── RECORDS TO PROCESS ──

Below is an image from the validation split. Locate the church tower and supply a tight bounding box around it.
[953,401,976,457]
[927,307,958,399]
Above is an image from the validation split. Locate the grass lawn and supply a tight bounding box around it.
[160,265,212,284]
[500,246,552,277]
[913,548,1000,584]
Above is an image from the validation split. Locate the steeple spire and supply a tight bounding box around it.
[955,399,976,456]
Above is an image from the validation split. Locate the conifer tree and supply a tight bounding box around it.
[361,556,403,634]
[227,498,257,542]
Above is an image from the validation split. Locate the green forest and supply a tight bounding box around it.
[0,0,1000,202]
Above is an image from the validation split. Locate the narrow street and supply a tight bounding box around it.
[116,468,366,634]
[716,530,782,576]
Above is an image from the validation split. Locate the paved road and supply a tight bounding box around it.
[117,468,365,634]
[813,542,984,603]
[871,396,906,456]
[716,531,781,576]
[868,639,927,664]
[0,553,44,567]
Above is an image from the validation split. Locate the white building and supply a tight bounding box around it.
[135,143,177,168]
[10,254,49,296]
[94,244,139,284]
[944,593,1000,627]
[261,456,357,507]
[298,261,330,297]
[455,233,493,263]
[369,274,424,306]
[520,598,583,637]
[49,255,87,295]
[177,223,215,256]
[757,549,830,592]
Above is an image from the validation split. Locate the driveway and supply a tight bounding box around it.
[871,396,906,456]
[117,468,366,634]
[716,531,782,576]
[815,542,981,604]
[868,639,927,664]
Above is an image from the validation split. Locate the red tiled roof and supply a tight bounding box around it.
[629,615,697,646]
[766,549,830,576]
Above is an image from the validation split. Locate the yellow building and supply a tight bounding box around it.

───

Reproduce all of the data above line for line, changing nothing.

Below is an image from the validation split. Locate the church tower and supply a tight bounding box around it.
[953,401,976,457]
[927,307,958,399]
Above is an image from the validation split. Locate the grass lawn and supply a tight bounding box around it.
[160,265,212,284]
[500,246,552,277]
[913,548,1000,584]
Above is an image from the validation split. Locate the steeple spire and supply a tight bounding box around it.
[955,399,976,456]
Above is an image from the validation split. Locate the conifer tree and supply a tight bounding box around it.
[361,556,403,634]
[227,498,257,542]
Above is an image from the validation split. Locate the green forest and supply a tight bounding box around it.
[0,0,1000,202]
Above is an image from the validation split. Locate the narrow street and supply a tight bounding box around it.
[116,468,366,634]
[716,530,782,576]
Above is an image from the validation split. Locate the paved road and supply a tight bounding box around it.
[117,468,365,634]
[813,542,984,603]
[871,396,906,456]
[716,531,781,576]
[868,639,927,664]
[0,553,44,567]
Above is an image from the validation split. Locate the white building and supply a tight bounding box around it.
[135,143,177,168]
[10,254,49,296]
[94,244,139,284]
[944,593,1000,627]
[261,456,357,507]
[298,261,330,297]
[455,233,493,263]
[369,274,424,306]
[520,598,583,637]
[49,255,87,295]
[177,223,215,256]
[757,549,830,592]
Above is an image from the validation split. Locate the driveway and supply a tight bounding box around it.
[871,396,906,456]
[117,468,366,634]
[716,531,782,576]
[815,542,981,604]
[868,639,927,664]
Above is an image from the validation split. Locate the red tiled roof and supply a tight bounding box around it.
[629,615,697,646]
[766,549,830,576]
Above is an image from the validation split. Locate the yellow building and supply a tight bounding box around it.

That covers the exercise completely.